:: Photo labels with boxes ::
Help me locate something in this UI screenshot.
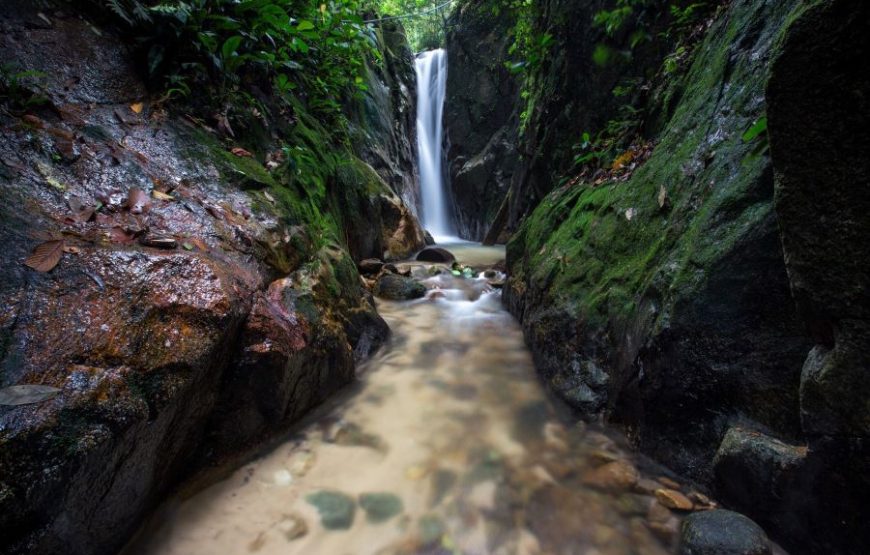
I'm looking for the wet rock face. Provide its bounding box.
[444,1,519,241]
[764,1,870,553]
[505,2,808,481]
[352,21,420,217]
[374,274,426,301]
[504,2,836,552]
[0,2,402,554]
[679,509,771,555]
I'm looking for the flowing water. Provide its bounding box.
[131,243,691,555]
[415,49,453,240]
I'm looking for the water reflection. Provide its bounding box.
[134,247,692,555]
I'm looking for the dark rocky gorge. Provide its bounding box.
[0,0,870,555]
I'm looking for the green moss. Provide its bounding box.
[508,3,804,334]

:: Required work ::
Please write out all of the rows above again, word for word, leaving the pictures out.

:: Final answer ::
Help me locate something in this UI screenshot.
I'm looking for the wet rock face. Provide its bounding box.
[444,1,519,241]
[764,1,870,553]
[505,2,808,481]
[352,21,420,217]
[374,274,426,301]
[504,2,836,552]
[0,2,402,554]
[679,509,771,555]
I'm looking for the flowing water. Provide its bounding box.
[131,243,691,555]
[415,49,453,240]
I'm looking for the water reflection. Provide its bounding box.
[134,247,692,555]
I'm looking for the dark rocky gorge. Provide its bounding box.
[0,0,870,555]
I'm looking for the green moss. Provide its bounding box.
[508,3,804,334]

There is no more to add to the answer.